Stored data entries:
== Segment start ==
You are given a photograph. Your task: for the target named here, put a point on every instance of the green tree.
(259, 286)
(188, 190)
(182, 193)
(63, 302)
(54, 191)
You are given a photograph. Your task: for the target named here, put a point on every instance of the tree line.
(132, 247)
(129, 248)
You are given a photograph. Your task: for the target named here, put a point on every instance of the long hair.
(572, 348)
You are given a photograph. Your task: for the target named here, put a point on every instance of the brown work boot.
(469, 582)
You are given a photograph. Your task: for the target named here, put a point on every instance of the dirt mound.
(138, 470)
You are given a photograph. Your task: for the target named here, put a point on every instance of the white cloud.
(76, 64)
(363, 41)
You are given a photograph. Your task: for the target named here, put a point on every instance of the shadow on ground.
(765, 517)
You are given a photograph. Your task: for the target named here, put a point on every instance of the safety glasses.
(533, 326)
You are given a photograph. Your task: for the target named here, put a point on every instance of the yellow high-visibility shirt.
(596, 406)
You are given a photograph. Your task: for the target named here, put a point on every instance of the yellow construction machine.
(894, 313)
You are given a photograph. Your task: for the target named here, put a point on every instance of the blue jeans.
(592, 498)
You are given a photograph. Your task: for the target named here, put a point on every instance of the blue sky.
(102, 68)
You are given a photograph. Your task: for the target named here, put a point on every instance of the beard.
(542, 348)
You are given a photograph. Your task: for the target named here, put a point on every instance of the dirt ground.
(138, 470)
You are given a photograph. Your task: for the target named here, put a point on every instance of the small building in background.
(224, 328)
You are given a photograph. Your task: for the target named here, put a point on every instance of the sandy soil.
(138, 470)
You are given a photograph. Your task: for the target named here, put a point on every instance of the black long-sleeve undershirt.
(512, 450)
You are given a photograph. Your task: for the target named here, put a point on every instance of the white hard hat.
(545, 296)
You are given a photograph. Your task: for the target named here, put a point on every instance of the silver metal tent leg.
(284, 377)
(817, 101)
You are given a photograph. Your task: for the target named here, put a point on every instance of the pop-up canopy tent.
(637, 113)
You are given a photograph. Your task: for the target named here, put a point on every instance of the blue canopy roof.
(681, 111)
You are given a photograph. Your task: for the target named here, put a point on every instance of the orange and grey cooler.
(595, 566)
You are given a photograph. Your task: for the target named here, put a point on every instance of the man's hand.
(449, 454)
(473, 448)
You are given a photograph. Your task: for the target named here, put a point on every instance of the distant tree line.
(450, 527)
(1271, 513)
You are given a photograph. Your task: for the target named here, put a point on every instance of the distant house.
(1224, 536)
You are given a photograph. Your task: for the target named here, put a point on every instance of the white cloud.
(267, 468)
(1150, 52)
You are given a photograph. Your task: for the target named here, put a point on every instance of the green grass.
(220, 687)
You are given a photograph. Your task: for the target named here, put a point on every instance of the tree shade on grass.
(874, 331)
== Segment end ==
§ EXERCISE DESCRIPTION:
Transcribe the records exactly as given.

§ RESPONSE AREA:
You are given a photograph. Your task: for the target named here, put a point on every instance of the green tree.
(259, 286)
(188, 190)
(182, 193)
(63, 302)
(54, 191)
You are given a photograph. Your task: for the target named here, put a point on every instance of the tree line.
(132, 247)
(129, 248)
You are given a photograph. Your task: for the target named here, put a point on every instance of the long hair.
(572, 348)
You are given a photograph. Your task: for the target named here, put a point on every instance of the brown work boot.
(469, 582)
You are given a photograph. Your task: for the target named here, put a point on every instance of the dirt mound.
(138, 470)
You are given a photograph. Your task: for the target named here, put a point on every instance of the white cloud.
(76, 64)
(363, 41)
You are given a photograph. Your task: for the target named here, put a point on every instance of the shadow on ground.
(765, 517)
You are given a photograph. Your task: for the target named here, put a point on every instance of the safety glasses.
(533, 326)
You are given a photograph. Your task: for the target named here, put a point on every instance of the yellow high-visibility shirt.
(596, 406)
You are given a photograph. Your task: for the target named here, put a point on every instance of the yellow construction machine.
(894, 313)
You are given a photograph. Your task: for the target named here, put a point on every instance of the blue jeans.
(592, 498)
You are given a photograph. Your task: for the target named here, put a point on every instance of the blue sky.
(102, 68)
You are given a photograph. Your task: for the target named here, put a point on every instance of the beard.
(542, 348)
You are given a photograph. Your task: for the target named here, put a point on every instance of the dirt ground.
(138, 470)
You are given a photograph. Your task: for the target named here, put a point on every instance of the small building in background.
(224, 328)
You are given a photograph. Your task: for the target named here, put a point on every instance of the sandy soil.
(138, 470)
You are given a photograph. Your task: for the target named here, put a point on every instance of the black long-sleeve undershirt.
(512, 450)
You are given a photograph. Your task: for the target named here, put a point on every instance of the white hard hat.
(545, 296)
You are given a photograph. Your task: for the target named here, put a point on every instance of the silver metal tent leg.
(284, 377)
(817, 101)
You are given a photograph. Your task: for the target named here, put a point on every instance of the pop-up canopy tent.
(637, 113)
You are given a photograph. Your task: for the target named here, put a point on every instance of the blue canopy roof.
(681, 111)
You are given a photograph. Your task: for the target named here, put a point on every instance of the orange and grey cooler.
(595, 566)
You are given a photograph. Your task: for the target named here, put a point on every instance of the man's hand.
(449, 454)
(473, 448)
You are given a photograph. Your task: for the target named here, put a point on every instance of the distant tree line.
(450, 527)
(1271, 513)
You are given a photograph. Your task: for the target named here, put a point on every instance of the distant house.
(1224, 536)
You are given a photograph. Your task: for the target named here, put a point on every instance of the white cloud.
(267, 468)
(1150, 52)
You are given a photograph. Your task: for the target named here, put a point on every instance of the green grass.
(220, 687)
You are given a photograph. Your task: for the target named here, put a point on every instance of the tree shade on grass.
(874, 331)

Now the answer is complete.